I knew when I got up this morning my teeth were going to be a bother. I waited a while to determine if they were going to be an ibuprofen-sized bother or a codeine-sized bother. I decided ibuprofen would do the job, which it did for about an hour. Now I have to wait to take the codeine, and I really need the big pill today. Grrr.

Been keeping myself busy to take my mind off of it. I totally scrubbed down the bathroom, walls, floors, and everything (but the shower - the chemicals were driving me crazy at that point). Waxed the floor in the hall too. At least that bit is done for now. I’d like to dig into scrubbing down the kitchen today too, but I’m thinking I may not have enough motivation or energy left. Really needs to be done though, but once I take the big pill, I will probably be useless for today and tomorrow.

So much to get done before Mom arrives Monday evening. I know I don’t have to go crazy with the cleaning. She is my mom, she knows me and my limited housekeeping skills pretty well, and she also knows I haven’t exactly been able to keep up with the house since this tooth thing started, but still, I’d like the house to at least be somewhat clean and organized. I mean, there’s a dust bunny the size of a small kitten wafting around in the living room for heaven’s sake!

:: TASK STATEMENT ::
According to the post, when is Mom arriving? The data that comes after the post plays no part in this.

:: COLLECTED MATERIAL ::
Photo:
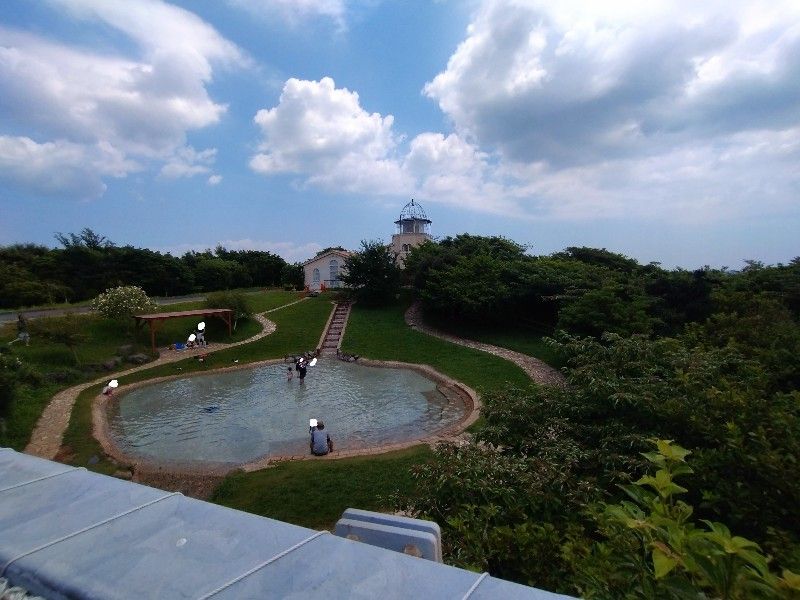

:: FULL SOLUTION ::
Monday evening.